# Text segment
◇ ◇ ◇ ◇ ◇

Now we know the melancholy truth. These are terrible, terrible times, made all the more so by our ignorance of the minds of our enemy. They are human beings, just like us; but their minds are not our minds. All the passions that drive us and which are concerned with living and the pleasures of life and the duties of love seem to have been amputated from them, and instead they are obsessed with death. They want to die, and want to take as many infidels with them as they do so, sparing no one.

For the concept of innocence is as absent from their brains as it is from a hungry reptile stalking its prey, with this difference: unlike the reptile, which has no thoughts, they devoutly wish to be killed as they kill. The entire range of emotions around which all Christian, Jewish and Islamic societies have built themselves have been excised, as if by removal of most of the human cortices. What remains is a primitive killer-instinct, supplemented by a passionate desire for death which has hitherto only usually been found in deviant humans.

We can go back in our history and say governments should have done this differently, and that differently - and unquestionably there have been many terrible errors. But we cannot undo the past. The legacy is with us now, and the suicide bombers are exultantly waiting to do their final duty. And save for the twin towers, and taking into account terrorist attacks in Turkey, Saudi, Iraq, Afghanistan and Bali, they have almost certainly killed more Muslims than Christians. The division in the world is very definitely not between "Muslims" and "Christians".

Sooner or later, the enemy of civilisation will come to these shores. Indeed, there is evidence that it has already arrived in the North, where the enormous security apparatus is more capable of detecting incipient terrorism than are our institutions in the Republic.

So. How ready are we? How tight is security on internal flights in Ireland? For we are a target, and there's nothing we can do to remove our name from the hit-list, short of declaring ourselves an Islamic republic and killing all our Jews. The only options now open to us are in law and security. And if we preach the standard sanctimonious guff about how we dealt with the IRA so much better than the British, then we are deluding ourselves, as usual.

Moreover, security policies based on the principle of not making "martyrs" no longer applies, since the enemy actively seeks martyrdom.

So it makes no more sense for the Americans to release their Guantanamo prisoners than for the Germans to have released British POW bomber crews in 1944. You do understand this, don't you? The war is on. It will come our way. That much is certain.

◇ ◇ ◇ ◇ ◇

# Given information

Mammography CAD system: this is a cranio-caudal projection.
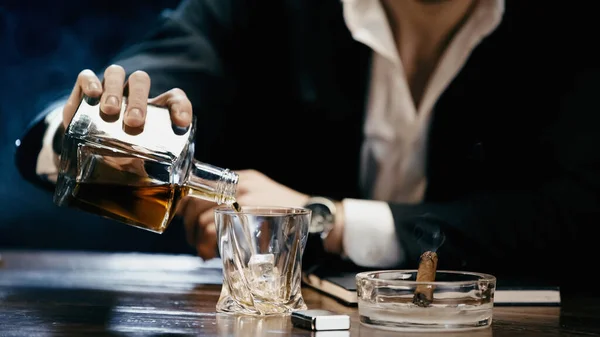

◇ ◇ ◇ ◇ ◇

# What is needed
Reproduce the passage on terrorism between "Sooner or later, the" and "in the Republic.", inclusive. The material comes from a separate source unrelated to the passage on terrorism.

# Worked solution
Sooner or later, the enemy of civilisation will come to these shores. Indeed, there is evidence that it has already arrived in the North, where the enormous security apparatus is more capable of detecting incipient terrorism than are our institutions in the Republic.